Beats by Dre.
Still here? Thanks for making it this far — I suspect that some haven’t simply because of the brand name. But the consumer brand that permeates civilisation at a societal level is not the same Beats Pro brand that we’re looking at here. Yes I said Pro, for Beats has a separate line of headphones (the Beats PRO & Beats MIXR) for rather more demanding and discerning users who care more for function than being seen in the same cans as their favourite celebrity. So please stick around for the rest of the review, as I think you’ll be pleasantly surprised.
In the past, I have tried and failed to obtain Beats headphones to squeeze through the stringent DJWORX review assault course. But we’re lucky enough to have an old friend working inside Beats, who was more than happy enough to provide us with what we needed. And my friend knows I’m more likely to be tougher because of the connection.
We must also factor in that I have nothing to lose by giving these a good or bad review. We don’t sell anything here, nor do Beats advertise on DJWORX. I care more about being true to the tens of thousands of loyal readers than I do for keeping a single manufacturer happy. So let’s get to it.
Starting off with my pet peeve — packaging. There is simply too much of it. Beats do like to make a statement, and while it lends to the feel good factor and air of opulence, it is nothing but an expensive piece of landfill and not the way to reduce carbon footprints or impact on natural resources. Rant over.
Inside the lavish box are the headphones (more detail later), a DJ friendly partially coiled cable, an Apple friendly TRRS equipped straight cable with volume controls and play/pause button, a push fit 1/4″ adaptor and a highly tactile clamshell case. The box also contains a heap of printed instructional, warranty and marketing gubbins, as well a rather large sticker for you to declare your allegiance to Beats upon your expensive laptop.
Given the consumer heritage, aesthetics are paramount for Beats. And the Mixrs are no slouch in the area either. The brand is strong, but not overpowering (well at least not on the Black ones I have here). But the looks are as important as the engineering, but thankfully functionality hasn’t been compromised by style choices.

Goal 1:
Using the headphone review, answer the following:
(a) What separate line of Beats headphones does the review name for more demanding users?
(b) What adaptor is included in the box?
(c) What color are the headphones the author has?

Data excerpts:
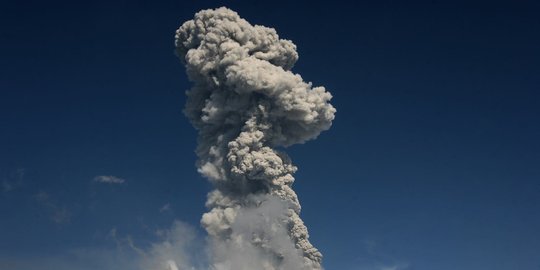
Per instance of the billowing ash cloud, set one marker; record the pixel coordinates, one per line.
(245, 103)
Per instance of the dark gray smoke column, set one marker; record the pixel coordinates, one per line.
(245, 102)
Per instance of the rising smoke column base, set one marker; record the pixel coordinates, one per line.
(244, 103)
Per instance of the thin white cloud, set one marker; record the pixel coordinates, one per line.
(109, 179)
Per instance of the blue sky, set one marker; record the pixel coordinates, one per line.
(433, 161)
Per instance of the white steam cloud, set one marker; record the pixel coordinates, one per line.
(245, 103)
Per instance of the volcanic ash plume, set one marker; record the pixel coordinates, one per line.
(245, 103)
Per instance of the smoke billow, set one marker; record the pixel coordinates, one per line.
(245, 103)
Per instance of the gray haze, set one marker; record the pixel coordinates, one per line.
(245, 103)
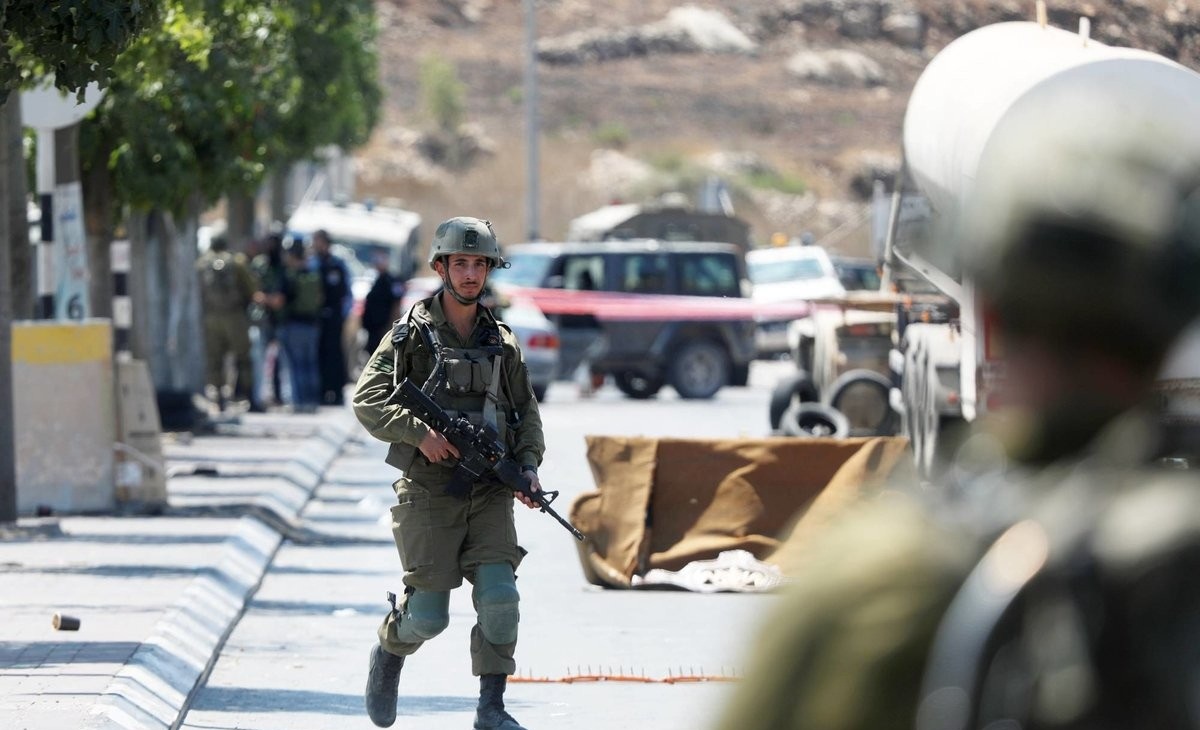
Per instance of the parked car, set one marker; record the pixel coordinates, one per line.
(647, 312)
(857, 274)
(357, 231)
(789, 274)
(535, 333)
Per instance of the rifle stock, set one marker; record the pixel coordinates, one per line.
(480, 452)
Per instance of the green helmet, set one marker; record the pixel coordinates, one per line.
(1090, 235)
(466, 235)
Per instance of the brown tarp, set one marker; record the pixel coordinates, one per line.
(666, 502)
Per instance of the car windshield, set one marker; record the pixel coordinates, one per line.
(787, 269)
(525, 270)
(857, 276)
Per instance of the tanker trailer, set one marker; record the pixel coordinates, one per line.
(1045, 107)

Goal 2: Rewrite the records from the line containing "Per instance of the gray" through the end of the records, replacing "set one marker" with "place one marker" and keeping everything else the same. Leave the pictures out.

Complete output 1:
(a) The Beats PRO & Beats MIXR.
(b) A push fit 1/4″ adaptor.
(c) Black.

Complete output 2:
Per instance of the gray haze, place one marker; record the pixel coordinates, one per line.
(245, 103)
Per instance of the parked car, place one marker; record the pixel coordinates, one per line.
(647, 312)
(857, 274)
(357, 231)
(789, 274)
(535, 333)
Per instance of the rifle stock, place one marker; record the pixel coordinates, one per line.
(480, 452)
Per instance of the green helmet, place one marker; record the pixel coordinates, one per line.
(1090, 235)
(466, 235)
Per instance of the brown tarp, place one marker; record the pixel coordinates, one per line.
(666, 502)
Per instance of the car windshield, place one marker; record the pixel coordinates, one per line.
(787, 269)
(525, 270)
(857, 276)
Per instance of the tanker trailer, place one marker; record the pixel coordinates, one per line.
(1045, 107)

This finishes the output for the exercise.